──────── Source document ────────
What's the worse crime; Necromancy or Cloning? Guess I'll just go for raising the dead at the moment...
So I've had my eye half-on this for a while now, and ended up picking it up on a whim a couple days ago to give it a go. Early game's been fun enough, what with not knowing how anything fits together in the slightest, and I'm now some 160 turns in to my Very Easy Please Don't Hurt Me first game.
And it's been... Well, a bit odd. I'm having a very hard time cracking the combat code, which I understand is a bit tricky for most new players. As befitting a dark lord of evil and conquest, most of my income is from selling excess copper and silver from my mines, as it was only after turn 100+ I discovered my first real settlements, those belonging to the nearest neighboring warlord. I've since conquered them, but apparently being an evil overlord of orcs and goblins means that there's a +20 culture clash when dealing with these populations of... Evil goblins. I dunno.
────────
Required actions ::
1. Rework the game forum post starting at "So I've had" and ending at "Me first game.", putting "out of curiosity" in place of "on a whim".
2. According to the game forum post, why did most of the writer's income come from selling excess copper and silver?
──────── Data provided ────────
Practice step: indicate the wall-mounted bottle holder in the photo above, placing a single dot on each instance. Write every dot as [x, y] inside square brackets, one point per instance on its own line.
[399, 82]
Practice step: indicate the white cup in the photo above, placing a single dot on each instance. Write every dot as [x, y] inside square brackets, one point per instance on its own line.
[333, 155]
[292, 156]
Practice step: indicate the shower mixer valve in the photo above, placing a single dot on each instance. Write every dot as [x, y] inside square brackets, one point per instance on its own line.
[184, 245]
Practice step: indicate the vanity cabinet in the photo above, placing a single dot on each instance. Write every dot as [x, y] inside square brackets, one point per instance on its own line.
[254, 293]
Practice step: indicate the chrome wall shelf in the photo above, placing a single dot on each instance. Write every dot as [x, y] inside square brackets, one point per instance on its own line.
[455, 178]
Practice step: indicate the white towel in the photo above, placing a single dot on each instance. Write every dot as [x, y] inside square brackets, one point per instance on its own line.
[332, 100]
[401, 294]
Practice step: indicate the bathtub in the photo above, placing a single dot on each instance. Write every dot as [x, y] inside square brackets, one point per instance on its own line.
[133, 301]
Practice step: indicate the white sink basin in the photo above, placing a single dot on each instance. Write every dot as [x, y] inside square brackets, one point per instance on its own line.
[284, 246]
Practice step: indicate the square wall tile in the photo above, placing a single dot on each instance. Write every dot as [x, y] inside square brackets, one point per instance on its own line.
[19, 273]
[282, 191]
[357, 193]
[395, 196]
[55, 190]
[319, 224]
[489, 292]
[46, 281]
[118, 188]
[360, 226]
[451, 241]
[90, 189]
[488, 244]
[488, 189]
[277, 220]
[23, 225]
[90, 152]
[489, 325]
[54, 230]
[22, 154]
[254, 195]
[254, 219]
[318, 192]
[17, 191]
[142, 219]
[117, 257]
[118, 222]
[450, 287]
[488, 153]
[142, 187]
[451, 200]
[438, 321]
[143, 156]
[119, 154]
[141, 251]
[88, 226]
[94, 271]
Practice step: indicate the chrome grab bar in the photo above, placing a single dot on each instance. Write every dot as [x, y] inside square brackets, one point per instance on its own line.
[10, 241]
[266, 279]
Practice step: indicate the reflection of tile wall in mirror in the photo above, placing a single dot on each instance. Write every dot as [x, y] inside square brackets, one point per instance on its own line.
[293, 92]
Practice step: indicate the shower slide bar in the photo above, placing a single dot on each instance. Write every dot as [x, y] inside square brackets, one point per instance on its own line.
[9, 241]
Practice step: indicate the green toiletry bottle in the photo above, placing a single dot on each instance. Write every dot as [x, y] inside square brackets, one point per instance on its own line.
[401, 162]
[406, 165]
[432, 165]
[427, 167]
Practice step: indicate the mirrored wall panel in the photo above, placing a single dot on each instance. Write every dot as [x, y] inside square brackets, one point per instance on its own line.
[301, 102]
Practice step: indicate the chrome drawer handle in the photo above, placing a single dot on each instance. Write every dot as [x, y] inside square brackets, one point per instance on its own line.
────────
Task-by-task solutions ::
1.
So I've had my eye half-on this for a while now, and ended up picking it up out of curiosity a couple days ago to give it a go. Early game's been fun enough, what with not knowing how anything fits together in the slightest, and I'm now some 160 turns in to my Very Easy Please Don't Hurt Me first game.

2. Selling excess copper and silver from the mines was the main source of income because the writer discovered the first real settlements only after turn 100. Those settlements belonged to the nearest neighboring warlord.